* _Exercise text_
╭──

Antiapoptotic survival pathways involve oncogenes like STAT3 and JUN-D (2)  Constitutively activated STAT3 is oncogenic and contributes to the development of various human cancers by inhibiting apoptosis. Thus, STAT3 promotes cell survival and renders cancer cells resistant to chemotherapy. Accordingly, the inhibition of STAT3 signalling induces apoptosis specifically in tumour cells, and increases sensitivity to chemotherapeutic agents. Hence, the management of chemoresistance, at its best, has to address all of the options a cell is capable of to render therapy ineffective.

Several issues need to be addressed in order to develop drugs that inhibit or prevent induction of chemoresistance. The effectivity of drugs on the molecular level is one matter; their effectiveness in vitro and in vivo another. In the long run, in vitro treatment of tumour cells with cytotoxic drugs leads to the induction of resistance and the increase of cells. Co-treatment with a chemoresistance inhibitor maintains the chemosensitivity of cells. Drugs that are not effective with respect to maintenance of chemosensitivity are excluded from further studies. On the next level, the candidates are tested in in vivo tumour models. Naked mouse experiments are not advisable because the prediction of effectiveness is not better than that of in vitro experiments. Candidates who pass this barrier are tested for their toxicological profile. Cytotoxic substances are most probably detected before the in vitro and in vivo experiments and have been already excluded. Only promising candidates reach the toxicology level. The most promising candidate is tested in clinical trials. To my knowledge, none of the drugs that are in the developmental pipelines of pharmaceutical and biotech companies throughout the world are intended to inhibit or prevent induction of chemoresistance. Drugs which circumvent or attack already existing chemoresistance address only gp-120 (MDR-1) with varying specificity, but gp-120 is only one of several reasons for chemoresistance. Inhibitors of receptors for the tyrosine kinase pathway such as ERBB2 (Herceptin) and inhibitors of the expression of single oncogens or STAT3 are in development too. However, the use of such drugs is restricted to tumours with a specific genetic profile.

╰──

* _Record extracts_
╭──

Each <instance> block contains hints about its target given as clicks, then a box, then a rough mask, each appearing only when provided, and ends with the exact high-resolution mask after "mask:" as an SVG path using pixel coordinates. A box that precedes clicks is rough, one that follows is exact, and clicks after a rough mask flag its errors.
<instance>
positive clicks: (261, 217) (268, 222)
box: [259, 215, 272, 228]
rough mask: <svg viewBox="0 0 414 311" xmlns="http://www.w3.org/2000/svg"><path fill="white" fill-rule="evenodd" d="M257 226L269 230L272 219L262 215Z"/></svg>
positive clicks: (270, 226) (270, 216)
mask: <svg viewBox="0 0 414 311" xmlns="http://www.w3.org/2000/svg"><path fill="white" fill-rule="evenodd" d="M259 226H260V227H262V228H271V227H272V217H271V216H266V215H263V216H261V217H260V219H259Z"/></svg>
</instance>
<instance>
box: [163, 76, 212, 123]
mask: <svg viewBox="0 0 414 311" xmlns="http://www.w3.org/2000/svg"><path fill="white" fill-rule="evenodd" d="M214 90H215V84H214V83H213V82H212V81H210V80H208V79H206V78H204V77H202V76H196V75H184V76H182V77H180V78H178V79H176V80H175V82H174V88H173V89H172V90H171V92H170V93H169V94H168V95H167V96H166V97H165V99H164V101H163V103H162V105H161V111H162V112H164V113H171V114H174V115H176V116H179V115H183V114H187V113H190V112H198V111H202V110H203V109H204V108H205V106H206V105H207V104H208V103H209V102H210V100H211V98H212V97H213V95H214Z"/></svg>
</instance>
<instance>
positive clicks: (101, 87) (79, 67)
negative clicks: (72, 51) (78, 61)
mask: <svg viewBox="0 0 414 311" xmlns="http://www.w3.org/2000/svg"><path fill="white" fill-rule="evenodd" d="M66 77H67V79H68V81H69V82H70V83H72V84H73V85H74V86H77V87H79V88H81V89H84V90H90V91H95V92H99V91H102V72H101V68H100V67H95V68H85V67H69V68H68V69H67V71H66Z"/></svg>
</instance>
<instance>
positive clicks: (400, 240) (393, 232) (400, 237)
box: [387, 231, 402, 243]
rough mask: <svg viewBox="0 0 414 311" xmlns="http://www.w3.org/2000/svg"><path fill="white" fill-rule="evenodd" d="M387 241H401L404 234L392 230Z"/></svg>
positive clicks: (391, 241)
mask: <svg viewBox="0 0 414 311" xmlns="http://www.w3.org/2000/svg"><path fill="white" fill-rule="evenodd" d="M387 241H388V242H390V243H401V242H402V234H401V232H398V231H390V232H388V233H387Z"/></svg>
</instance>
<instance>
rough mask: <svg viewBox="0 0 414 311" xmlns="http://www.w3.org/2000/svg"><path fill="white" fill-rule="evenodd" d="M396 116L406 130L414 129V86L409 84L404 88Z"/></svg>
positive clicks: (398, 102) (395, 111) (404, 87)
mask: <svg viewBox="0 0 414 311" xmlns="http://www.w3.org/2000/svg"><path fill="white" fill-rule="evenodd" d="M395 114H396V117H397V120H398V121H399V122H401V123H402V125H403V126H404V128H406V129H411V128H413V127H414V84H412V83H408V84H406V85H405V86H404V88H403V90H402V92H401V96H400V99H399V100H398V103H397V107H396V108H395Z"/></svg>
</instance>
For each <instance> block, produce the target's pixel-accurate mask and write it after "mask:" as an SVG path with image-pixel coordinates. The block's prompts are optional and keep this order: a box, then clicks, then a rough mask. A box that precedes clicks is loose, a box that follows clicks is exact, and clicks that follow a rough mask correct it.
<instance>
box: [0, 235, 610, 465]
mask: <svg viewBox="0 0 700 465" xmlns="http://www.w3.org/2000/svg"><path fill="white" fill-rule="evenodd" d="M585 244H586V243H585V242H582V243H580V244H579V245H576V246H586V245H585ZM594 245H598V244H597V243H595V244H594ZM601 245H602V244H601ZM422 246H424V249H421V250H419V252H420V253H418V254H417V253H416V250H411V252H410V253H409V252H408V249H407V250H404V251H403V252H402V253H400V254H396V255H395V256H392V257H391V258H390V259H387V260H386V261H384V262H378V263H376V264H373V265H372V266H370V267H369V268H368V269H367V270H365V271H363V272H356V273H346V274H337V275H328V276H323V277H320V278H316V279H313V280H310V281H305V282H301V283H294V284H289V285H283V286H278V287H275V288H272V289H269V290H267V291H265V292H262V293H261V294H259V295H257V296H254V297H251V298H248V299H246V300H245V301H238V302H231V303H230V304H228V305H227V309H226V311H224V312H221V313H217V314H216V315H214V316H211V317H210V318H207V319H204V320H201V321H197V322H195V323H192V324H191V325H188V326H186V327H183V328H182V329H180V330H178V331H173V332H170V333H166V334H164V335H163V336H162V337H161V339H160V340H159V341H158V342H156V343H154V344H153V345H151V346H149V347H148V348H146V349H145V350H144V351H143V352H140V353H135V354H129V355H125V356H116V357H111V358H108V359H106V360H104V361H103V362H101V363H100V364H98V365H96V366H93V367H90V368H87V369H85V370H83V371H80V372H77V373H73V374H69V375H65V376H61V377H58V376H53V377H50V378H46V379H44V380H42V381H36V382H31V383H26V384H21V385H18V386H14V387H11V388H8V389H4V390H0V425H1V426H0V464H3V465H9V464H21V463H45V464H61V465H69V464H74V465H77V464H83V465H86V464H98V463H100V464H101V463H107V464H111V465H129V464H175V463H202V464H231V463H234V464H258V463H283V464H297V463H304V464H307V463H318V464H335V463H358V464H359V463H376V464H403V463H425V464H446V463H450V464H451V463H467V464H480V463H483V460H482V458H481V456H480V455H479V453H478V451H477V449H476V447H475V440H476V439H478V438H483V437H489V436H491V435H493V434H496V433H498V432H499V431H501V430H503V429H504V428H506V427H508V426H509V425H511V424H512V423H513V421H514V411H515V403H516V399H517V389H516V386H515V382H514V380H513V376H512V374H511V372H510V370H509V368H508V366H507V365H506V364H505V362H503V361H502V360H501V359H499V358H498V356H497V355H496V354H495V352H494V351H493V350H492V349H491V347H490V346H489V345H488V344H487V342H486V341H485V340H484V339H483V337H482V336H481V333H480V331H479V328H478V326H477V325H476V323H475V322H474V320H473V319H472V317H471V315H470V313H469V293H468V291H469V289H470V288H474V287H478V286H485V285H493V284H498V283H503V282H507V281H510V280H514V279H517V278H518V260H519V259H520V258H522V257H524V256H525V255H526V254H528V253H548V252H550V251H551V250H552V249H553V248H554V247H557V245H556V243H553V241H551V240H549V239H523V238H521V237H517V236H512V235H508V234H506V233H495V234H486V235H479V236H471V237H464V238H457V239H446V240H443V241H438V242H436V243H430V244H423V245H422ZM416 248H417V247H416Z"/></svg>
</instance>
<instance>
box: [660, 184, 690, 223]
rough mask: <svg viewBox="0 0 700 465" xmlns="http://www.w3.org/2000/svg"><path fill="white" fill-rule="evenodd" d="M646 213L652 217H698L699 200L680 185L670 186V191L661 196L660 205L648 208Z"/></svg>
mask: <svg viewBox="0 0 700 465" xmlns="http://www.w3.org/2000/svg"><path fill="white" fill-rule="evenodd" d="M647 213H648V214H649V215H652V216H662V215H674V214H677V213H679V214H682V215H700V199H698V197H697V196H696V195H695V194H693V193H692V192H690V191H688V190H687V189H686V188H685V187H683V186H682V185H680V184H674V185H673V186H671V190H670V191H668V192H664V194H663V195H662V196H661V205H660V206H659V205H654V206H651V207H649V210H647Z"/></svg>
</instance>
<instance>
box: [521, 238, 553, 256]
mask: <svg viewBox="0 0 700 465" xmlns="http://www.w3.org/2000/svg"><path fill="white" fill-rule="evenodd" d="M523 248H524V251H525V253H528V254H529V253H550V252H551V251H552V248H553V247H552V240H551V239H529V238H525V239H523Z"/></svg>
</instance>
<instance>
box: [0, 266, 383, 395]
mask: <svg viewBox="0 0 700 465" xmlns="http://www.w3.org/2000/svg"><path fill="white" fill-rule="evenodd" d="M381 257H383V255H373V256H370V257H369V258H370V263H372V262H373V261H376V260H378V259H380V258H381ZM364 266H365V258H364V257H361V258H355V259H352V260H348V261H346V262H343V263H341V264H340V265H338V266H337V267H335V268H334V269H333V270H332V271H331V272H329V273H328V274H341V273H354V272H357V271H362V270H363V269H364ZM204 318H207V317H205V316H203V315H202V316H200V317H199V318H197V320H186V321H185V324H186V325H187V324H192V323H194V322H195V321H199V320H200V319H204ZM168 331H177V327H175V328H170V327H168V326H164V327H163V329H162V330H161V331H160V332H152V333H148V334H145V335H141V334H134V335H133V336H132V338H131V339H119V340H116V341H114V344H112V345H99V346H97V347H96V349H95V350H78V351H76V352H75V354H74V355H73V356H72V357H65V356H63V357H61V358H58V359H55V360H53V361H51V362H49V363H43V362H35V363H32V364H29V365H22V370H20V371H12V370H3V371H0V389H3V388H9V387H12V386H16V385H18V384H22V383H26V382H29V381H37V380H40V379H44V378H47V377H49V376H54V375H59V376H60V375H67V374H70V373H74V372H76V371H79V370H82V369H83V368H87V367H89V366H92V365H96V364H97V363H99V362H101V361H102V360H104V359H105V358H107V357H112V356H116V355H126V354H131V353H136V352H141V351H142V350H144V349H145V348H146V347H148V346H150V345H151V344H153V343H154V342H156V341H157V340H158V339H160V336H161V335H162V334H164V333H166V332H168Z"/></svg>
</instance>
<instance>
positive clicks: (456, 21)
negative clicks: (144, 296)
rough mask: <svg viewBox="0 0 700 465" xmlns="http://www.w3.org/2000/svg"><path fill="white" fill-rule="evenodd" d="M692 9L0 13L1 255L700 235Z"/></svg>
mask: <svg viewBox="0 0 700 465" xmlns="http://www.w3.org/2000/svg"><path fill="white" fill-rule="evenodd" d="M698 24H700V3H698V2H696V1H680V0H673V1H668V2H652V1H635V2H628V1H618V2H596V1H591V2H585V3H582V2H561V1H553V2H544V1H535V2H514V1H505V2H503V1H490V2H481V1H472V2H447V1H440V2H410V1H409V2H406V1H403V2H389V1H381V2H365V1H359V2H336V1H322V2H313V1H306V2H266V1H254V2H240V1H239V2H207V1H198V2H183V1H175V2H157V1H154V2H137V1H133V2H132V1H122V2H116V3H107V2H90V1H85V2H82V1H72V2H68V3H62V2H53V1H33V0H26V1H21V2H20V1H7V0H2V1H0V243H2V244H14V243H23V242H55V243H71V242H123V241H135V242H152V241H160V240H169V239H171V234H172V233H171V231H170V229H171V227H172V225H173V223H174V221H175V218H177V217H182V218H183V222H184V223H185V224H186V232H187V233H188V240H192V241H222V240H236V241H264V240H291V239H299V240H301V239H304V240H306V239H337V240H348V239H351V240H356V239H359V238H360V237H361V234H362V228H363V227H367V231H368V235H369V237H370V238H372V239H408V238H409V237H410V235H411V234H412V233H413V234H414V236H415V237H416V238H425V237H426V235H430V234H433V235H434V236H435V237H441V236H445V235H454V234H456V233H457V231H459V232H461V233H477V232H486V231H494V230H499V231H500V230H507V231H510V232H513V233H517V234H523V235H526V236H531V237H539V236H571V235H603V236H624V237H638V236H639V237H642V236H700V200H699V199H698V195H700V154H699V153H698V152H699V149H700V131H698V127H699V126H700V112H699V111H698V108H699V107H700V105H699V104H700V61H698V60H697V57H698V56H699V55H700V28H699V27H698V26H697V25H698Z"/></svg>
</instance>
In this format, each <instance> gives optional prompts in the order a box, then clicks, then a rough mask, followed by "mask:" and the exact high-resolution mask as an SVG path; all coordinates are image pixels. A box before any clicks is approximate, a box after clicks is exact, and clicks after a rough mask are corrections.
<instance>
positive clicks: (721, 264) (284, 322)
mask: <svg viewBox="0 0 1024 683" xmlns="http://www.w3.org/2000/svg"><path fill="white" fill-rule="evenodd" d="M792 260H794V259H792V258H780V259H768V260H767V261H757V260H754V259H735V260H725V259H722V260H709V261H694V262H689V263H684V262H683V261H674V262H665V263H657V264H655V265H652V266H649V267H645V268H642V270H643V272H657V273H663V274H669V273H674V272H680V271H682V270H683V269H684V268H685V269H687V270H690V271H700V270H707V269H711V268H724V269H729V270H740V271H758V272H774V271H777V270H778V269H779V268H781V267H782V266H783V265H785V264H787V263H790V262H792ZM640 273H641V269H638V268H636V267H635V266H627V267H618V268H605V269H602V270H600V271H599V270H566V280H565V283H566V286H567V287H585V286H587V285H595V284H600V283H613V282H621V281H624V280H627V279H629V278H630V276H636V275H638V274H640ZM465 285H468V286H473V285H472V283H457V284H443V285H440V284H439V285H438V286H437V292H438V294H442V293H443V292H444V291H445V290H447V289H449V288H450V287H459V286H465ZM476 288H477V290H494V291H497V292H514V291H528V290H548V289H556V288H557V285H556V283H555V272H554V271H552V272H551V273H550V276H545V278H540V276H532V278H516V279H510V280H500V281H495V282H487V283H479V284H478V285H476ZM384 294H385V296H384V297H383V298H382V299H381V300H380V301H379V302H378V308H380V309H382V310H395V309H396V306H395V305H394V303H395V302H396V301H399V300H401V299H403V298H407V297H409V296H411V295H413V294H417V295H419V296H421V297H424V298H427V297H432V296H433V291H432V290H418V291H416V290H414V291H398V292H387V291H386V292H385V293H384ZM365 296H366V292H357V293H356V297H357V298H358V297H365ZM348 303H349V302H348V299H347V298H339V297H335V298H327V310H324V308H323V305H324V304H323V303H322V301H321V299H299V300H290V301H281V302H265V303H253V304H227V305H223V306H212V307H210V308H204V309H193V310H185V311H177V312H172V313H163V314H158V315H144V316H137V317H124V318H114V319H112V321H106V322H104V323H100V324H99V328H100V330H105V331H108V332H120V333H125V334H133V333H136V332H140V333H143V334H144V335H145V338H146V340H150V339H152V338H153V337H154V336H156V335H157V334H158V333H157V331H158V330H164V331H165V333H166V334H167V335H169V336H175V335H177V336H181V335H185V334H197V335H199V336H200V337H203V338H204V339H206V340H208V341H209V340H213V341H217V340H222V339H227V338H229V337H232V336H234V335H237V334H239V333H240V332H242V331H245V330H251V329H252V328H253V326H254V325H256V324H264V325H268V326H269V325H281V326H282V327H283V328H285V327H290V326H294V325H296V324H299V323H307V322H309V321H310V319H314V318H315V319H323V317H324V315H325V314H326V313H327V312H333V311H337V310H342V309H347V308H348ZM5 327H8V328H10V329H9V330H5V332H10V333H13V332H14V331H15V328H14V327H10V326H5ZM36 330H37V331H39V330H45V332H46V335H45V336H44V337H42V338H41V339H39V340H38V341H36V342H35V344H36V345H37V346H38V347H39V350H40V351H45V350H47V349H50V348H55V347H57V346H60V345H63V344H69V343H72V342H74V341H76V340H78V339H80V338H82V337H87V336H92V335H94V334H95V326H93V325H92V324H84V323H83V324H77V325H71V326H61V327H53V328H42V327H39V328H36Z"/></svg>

╰──

* _Set of tasks_
- 1) Answer these questions about the text on chemoresistance, one line each:
(a) What does inhibiting STAT3 signaling induce, and in which cells?
(b) Why are naked mouse experiments not advisable?
(c) Which target do drugs that circumvent or attack already existing chemoresistance address?
- 2) Summarize the text on chemoresistance in two sentences.
- 3) Reproduce word for word the part of the text on chemoresistance that begins with "Antiapoptotic survival pathways" and ends with "render therapy ineffective.".

* _Answers for this exercise_
- 1)
(a) It induces apoptosis specifically in tumor cells.
(b) Their prediction of effectiveness is not better than that of in vitro experiments.
(c) They address only gp-120 (MDR-1).

- 2) Constitutively activated STAT3 inhibits apoptosis, promotes cell survival and makes cancer cells resistant to chemotherapy, while inhibiting STAT3 signaling induces apoptosis in tumor cells and increases sensitivity to chemotherapeutic agents. Candidate drugs against chemoresistance are screened in vitro, then in in vivo tumor models, then for toxicology and finally in clinical trials, yet to the author's knowledge none in development is intended to inhibit or prevent its induction, and existing approaches either address only gp-120 or are restricted to tumors with a specific genetic profile.

- 3)
Antiapoptotic survival pathways involve oncogenes like STAT3 and JUN-D (2)  Constitutively activated STAT3 is oncogenic and contributes to the development of various human cancers by inhibiting apoptosis. Thus, STAT3 promotes cell survival and renders cancer cells resistant to chemotherapy. Accordingly, the inhibition of STAT3 signalling induces apoptosis specifically in tumour cells, and increases sensitivity to chemotherapeutic agents. Hence, the management of chemoresistance, at its best, has to address all of the options a cell is capable of to render therapy ineffective.